### WORK ITEM:
Give the records again word for word. Leave every picture out.

Point localization data:
-*-
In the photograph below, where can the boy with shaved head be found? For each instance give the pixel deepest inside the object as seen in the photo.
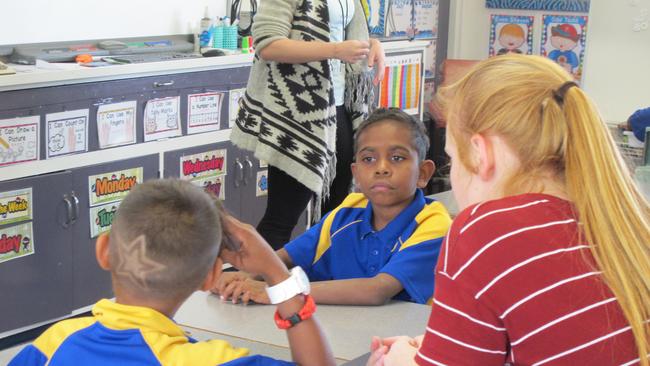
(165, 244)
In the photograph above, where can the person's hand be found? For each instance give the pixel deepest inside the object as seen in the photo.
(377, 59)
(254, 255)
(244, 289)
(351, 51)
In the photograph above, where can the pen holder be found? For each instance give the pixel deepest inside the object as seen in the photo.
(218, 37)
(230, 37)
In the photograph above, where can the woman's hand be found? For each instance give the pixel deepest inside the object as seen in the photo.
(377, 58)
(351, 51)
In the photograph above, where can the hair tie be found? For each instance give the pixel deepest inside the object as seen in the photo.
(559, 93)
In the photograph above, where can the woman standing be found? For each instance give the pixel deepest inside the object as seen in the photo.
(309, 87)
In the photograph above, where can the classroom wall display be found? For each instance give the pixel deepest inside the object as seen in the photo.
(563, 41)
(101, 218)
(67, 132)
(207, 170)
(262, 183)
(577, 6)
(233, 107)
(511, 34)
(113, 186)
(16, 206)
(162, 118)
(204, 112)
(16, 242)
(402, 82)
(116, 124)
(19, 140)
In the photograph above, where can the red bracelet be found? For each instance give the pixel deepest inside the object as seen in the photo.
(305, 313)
-*-
### ANSWER SPACE:
In the photograph below, where can the boy with shaved head be found? For each instance give the pixel deepest inside the object as seen in the photo.
(165, 244)
In the photograph above, where can the person's hand be found? For each instance give the pixel deepest inside the object as seen in the photo.
(377, 59)
(254, 255)
(244, 289)
(351, 51)
In the photograph above, where can the pen holder be found? For each instance give the pixel deepest inside the object as seen in the photo.
(218, 37)
(230, 37)
In the photograph above, where can the woman's hand be found? For each instance give the pixel deepest inside the object as seen in the photo.
(377, 58)
(351, 51)
In the photograph above, where can the hair tie be found? For each instance give the pixel deepest inside the object as seen in the photo.
(559, 93)
In the photograph above, where can the woman standing be found? For each instance give the pixel deepest inside the object as seen in the photo.
(309, 87)
In the photograph above, where can the classroom wall display be found? For each instance give the pixel deepest inside the object as seen in the photo.
(563, 41)
(101, 218)
(67, 132)
(207, 170)
(262, 183)
(577, 6)
(233, 107)
(511, 34)
(113, 186)
(16, 206)
(162, 118)
(204, 112)
(16, 242)
(402, 82)
(116, 124)
(19, 140)
In the photograph above, where can the red bracelet be found? For each instance give the pixel deepest inside the object as seen in the photo.
(305, 313)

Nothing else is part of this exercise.